Records marked for merging are assembled in a priority order based first on their source and then the year in which the record ends. The source priority is the same as the order in which the sources are presented in the Data Sources section, but with WWR and the international collection being equal. Within a source priority group, records with the more recent ending years are given preference over others. The location’s name, coordinates, and station ID for the purposes of general inventory come from the first source record within this prioritized order. Given the data from this first record, subsequent group members are used to fill in any missing values. The process is repeated throughout the merge groups.

During the course of processing, certain errors in the station metadata were discovered and addressed in an effort to avoid the removal of data due to the resulting conflicts. For example, in some cases, the comparison of two records for the same location inadvertently created a conclusion of “different” in the distance metric when one of the two records had an erroneous latitude. When the correct location could be independently verified using an atlas, erroneous values were set to missing in the appropriate metadata, so that in subsequent comparisons and processing, they yielded a result of “inconclusive,” thereby not creating a conflict.

To further limit the loss of significant data records as a result of erroneous data or metadata, cases in which multi-decadal records were removed from a mingle group were also examined. While in most instances the presence of other records meant that these removals had little impact, in 15 cases it was found that by preemptively eliminating select, usually less substantial, records from a group, the grouping process could be steered to retain more data and/or avoid merging data from distinct observing sites. For example, in Hong Kong, there were 12 records, all within 10 km of each other and several with identical coordinates. These were represented by WMO IDs 45004 and 45005 which represent two distinct sites. With no intervention, the process created a single record from 1947-present and eliminated a record dating back to 1853. Manual removal of two records uncoupled the link between the different WMO IDs, resulting in two records: One from 1963 to the present, and the other from 1853 to 2016.
######
Exercise task A – According to the text on merging station records, which two sources share equal priority?
The text and the rows come from different sources.
######
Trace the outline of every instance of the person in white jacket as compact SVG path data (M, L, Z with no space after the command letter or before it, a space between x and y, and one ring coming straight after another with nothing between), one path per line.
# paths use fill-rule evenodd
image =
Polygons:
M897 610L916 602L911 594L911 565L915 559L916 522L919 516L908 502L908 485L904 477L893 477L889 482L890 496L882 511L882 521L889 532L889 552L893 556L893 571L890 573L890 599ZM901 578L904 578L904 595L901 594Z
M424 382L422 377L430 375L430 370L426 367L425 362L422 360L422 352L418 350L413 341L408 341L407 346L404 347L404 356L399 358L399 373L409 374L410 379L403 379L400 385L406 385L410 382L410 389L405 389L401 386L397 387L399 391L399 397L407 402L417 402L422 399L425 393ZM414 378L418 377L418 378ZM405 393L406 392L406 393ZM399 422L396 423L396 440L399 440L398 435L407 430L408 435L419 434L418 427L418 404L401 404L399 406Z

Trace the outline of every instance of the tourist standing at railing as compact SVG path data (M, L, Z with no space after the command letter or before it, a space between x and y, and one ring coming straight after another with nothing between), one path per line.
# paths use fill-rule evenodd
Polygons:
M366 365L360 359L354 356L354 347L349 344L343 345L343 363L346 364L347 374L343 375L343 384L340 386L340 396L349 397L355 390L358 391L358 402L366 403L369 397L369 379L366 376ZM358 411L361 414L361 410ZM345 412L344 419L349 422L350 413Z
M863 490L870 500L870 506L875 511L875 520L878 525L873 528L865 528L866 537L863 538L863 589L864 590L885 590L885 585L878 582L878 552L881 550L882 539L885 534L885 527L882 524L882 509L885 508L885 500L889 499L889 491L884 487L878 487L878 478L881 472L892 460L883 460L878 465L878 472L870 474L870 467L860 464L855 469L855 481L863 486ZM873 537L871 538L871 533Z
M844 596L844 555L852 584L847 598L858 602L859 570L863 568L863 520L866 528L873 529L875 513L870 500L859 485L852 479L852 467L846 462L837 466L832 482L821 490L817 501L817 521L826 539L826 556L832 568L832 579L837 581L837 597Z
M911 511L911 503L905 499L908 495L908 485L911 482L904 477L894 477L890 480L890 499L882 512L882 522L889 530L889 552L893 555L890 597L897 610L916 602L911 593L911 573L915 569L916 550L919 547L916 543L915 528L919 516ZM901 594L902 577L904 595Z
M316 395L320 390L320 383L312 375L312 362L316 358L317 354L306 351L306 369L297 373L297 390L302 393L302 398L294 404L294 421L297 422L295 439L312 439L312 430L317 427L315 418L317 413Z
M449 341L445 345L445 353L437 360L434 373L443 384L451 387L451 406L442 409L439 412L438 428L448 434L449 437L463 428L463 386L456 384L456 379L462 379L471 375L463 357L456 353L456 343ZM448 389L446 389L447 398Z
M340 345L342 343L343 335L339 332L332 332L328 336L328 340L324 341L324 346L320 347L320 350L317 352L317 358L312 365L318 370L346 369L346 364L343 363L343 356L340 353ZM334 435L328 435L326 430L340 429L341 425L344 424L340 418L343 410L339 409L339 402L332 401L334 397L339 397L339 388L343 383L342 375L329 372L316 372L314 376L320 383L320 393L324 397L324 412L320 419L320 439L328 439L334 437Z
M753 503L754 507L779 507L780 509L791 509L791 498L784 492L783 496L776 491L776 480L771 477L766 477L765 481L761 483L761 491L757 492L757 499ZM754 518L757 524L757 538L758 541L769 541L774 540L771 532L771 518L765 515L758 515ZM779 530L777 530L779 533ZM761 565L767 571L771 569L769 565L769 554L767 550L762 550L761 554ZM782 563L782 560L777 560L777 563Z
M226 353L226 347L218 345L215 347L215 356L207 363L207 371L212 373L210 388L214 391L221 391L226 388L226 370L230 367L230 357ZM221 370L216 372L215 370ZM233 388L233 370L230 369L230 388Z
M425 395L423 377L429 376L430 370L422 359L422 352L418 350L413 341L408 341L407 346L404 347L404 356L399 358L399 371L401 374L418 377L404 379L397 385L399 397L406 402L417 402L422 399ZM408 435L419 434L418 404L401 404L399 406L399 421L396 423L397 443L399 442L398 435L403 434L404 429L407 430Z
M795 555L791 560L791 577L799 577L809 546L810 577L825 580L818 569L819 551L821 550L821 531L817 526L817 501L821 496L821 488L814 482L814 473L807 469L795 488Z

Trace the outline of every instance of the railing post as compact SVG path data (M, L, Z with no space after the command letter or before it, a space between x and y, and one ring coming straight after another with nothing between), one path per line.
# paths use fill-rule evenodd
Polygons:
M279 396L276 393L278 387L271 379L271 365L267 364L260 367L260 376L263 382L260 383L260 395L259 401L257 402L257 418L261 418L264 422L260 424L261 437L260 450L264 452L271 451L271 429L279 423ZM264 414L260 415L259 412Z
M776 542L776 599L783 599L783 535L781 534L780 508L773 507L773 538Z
######
Exercise task B – Quote, without any change, the stretch of the rows from their beginning through the line that contains "M424 382L422 377L430".

Exercise solution A – WWR and the international collection.

Exercise solution B –
Trace the outline of every instance of the person in white jacket as compact SVG path data (M, L, Z with no space after the command letter or before it, a space between x and y, and one ring coming straight after another with nothing between), one path per line.
# paths use fill-rule evenodd
image =
Polygons:
M897 610L916 602L911 594L911 565L915 559L916 522L919 516L908 502L908 485L904 477L893 477L889 482L890 496L882 511L882 521L889 532L889 552L893 556L893 571L890 573L890 599ZM901 578L904 578L904 595L901 594Z
M424 382L422 377L430 375L430 370L426 367L425 362L422 360L422 352L418 350L413 341L408 341L407 346L404 347L404 356L399 358L399 373L409 374L410 379L403 379L400 385L406 385L410 382L410 389L405 389L401 386L397 387L399 391L399 397L407 402L417 402L422 399L425 393ZM414 378L418 377L418 378ZM405 393L406 392L406 393ZM399 422L396 423L396 440L399 440L398 435L407 430L408 435L419 434L418 427L418 404L401 404L399 406Z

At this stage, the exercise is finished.